> **Aim of the exercise**
Retype, character for character, the records beginning with the line that contains "the grass verge?" and running through the line that contains "167L256 167L256 129L196". Include both of those lines, and leave out everything else.

> **Listed records**
########################################
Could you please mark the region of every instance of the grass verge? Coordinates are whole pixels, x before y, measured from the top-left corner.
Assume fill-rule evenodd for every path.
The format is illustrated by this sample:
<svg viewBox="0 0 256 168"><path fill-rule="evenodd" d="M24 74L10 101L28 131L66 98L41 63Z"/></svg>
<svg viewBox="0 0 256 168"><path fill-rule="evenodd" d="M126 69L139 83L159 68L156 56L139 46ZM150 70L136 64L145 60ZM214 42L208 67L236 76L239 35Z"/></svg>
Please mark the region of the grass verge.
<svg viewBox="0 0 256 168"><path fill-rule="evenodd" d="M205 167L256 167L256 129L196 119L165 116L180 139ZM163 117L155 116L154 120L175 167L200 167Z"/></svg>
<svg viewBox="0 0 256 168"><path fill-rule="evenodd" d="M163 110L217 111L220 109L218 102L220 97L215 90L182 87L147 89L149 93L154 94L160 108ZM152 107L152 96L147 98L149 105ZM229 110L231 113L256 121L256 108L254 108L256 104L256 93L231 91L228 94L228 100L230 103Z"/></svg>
########################################
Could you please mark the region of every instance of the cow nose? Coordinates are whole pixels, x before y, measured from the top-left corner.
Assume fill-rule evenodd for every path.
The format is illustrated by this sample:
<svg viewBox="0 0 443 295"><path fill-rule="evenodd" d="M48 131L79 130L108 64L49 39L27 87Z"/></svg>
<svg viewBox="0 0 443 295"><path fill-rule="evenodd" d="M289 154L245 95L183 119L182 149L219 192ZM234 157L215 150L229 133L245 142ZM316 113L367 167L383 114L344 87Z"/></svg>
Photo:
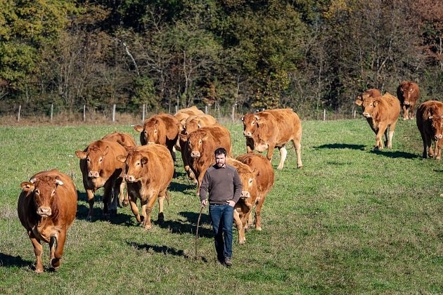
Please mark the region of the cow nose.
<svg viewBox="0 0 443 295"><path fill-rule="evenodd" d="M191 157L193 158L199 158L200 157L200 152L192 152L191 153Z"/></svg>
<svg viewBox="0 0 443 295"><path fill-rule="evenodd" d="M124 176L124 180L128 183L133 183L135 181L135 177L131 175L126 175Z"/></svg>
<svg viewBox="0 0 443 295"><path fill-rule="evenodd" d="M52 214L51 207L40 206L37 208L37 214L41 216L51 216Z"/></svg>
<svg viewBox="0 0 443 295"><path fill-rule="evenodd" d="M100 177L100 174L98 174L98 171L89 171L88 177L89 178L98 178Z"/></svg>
########################################
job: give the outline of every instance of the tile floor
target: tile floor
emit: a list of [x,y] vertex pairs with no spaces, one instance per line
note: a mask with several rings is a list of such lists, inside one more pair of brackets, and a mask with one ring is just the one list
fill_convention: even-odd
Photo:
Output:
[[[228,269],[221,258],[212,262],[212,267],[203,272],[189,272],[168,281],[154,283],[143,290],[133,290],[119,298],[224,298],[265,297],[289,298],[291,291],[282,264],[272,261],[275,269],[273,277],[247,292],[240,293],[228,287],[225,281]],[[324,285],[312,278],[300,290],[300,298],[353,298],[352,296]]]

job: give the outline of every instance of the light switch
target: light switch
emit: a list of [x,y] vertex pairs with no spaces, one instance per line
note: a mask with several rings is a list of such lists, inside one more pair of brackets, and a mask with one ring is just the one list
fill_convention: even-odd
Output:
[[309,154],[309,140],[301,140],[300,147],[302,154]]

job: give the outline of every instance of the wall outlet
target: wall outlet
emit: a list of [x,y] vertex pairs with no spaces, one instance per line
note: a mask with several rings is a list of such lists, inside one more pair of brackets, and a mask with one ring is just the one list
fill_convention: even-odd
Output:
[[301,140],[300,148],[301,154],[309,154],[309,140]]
########################################
> **Solved problem**
Could you please mark the region of every instance of the grass verge? Coordinates are whole pixels, x before y, measured from the top-left corner.
Assume fill-rule evenodd for every path.
The format is illustrated by this sample:
<svg viewBox="0 0 256 168"><path fill-rule="evenodd" d="M24 74L10 101L28 131L66 98L41 63Z"/></svg>
<svg viewBox="0 0 256 168"><path fill-rule="evenodd" d="M126 69L139 83L159 68L156 56L139 46ZM150 70L136 64L145 60ZM214 42L208 67L236 76L239 35Z"/></svg>
Please mark the region of the grass verge.
<svg viewBox="0 0 256 168"><path fill-rule="evenodd" d="M205 167L256 167L256 129L196 119L165 116L180 139ZM163 117L155 116L154 120L175 167L200 167Z"/></svg>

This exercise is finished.